Information supplied:
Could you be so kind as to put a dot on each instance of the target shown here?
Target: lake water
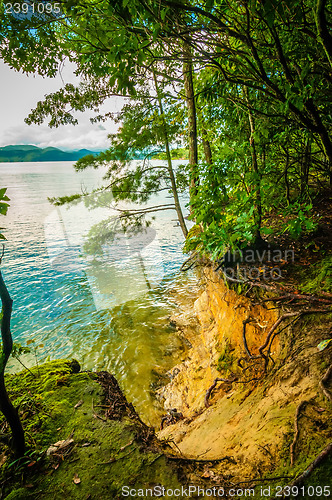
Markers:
(108, 306)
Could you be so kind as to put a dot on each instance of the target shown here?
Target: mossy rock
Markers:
(111, 447)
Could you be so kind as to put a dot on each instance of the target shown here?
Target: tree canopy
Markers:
(250, 82)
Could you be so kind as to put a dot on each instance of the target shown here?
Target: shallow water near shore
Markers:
(109, 310)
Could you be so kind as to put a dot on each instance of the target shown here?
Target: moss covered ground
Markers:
(111, 447)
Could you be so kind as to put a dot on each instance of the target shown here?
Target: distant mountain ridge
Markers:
(22, 153)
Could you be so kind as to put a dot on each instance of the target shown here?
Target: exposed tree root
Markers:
(296, 428)
(320, 458)
(324, 380)
(210, 389)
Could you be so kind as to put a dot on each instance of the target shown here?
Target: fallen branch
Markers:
(296, 427)
(324, 380)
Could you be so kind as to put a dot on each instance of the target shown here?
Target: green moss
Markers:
(227, 360)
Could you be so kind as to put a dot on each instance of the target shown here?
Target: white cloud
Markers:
(67, 137)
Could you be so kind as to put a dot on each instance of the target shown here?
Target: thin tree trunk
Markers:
(192, 119)
(257, 186)
(10, 413)
(169, 162)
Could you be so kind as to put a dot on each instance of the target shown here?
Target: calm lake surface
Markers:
(109, 309)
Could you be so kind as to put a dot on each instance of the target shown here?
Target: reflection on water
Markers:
(109, 311)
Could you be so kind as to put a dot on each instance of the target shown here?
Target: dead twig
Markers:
(280, 320)
(318, 460)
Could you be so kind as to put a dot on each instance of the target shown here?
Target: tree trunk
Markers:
(323, 30)
(192, 119)
(10, 413)
(169, 163)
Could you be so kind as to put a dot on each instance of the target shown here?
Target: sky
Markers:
(20, 93)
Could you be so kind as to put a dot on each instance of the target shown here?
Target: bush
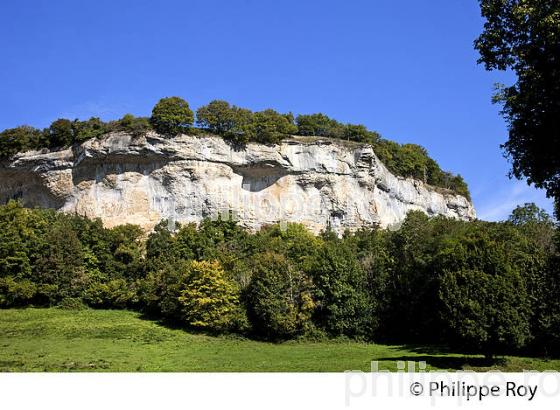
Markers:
(208, 299)
(231, 122)
(115, 293)
(270, 127)
(279, 297)
(171, 116)
(136, 126)
(19, 139)
(486, 312)
(16, 292)
(319, 125)
(343, 306)
(60, 133)
(85, 130)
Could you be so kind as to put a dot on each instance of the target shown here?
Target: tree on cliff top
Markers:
(524, 36)
(171, 116)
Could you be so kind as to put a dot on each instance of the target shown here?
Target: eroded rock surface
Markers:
(316, 182)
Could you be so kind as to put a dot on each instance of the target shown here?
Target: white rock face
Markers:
(122, 179)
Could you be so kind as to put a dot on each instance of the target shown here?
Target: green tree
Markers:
(171, 116)
(60, 133)
(137, 126)
(487, 312)
(319, 125)
(19, 139)
(209, 299)
(279, 298)
(270, 127)
(85, 130)
(229, 121)
(524, 36)
(343, 306)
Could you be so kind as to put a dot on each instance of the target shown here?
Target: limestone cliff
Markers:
(122, 179)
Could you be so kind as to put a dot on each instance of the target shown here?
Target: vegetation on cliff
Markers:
(172, 115)
(477, 286)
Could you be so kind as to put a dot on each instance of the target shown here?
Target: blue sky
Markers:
(406, 69)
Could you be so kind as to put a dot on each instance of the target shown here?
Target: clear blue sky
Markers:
(406, 69)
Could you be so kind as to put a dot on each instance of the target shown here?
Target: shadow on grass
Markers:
(446, 362)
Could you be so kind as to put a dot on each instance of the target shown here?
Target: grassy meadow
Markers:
(122, 341)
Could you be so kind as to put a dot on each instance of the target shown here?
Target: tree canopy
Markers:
(524, 36)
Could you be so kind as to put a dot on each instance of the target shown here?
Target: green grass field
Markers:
(111, 340)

Task instructions: In the entries above, count each line holding the word "lake" and give that count alone.

Result for this exercise: 2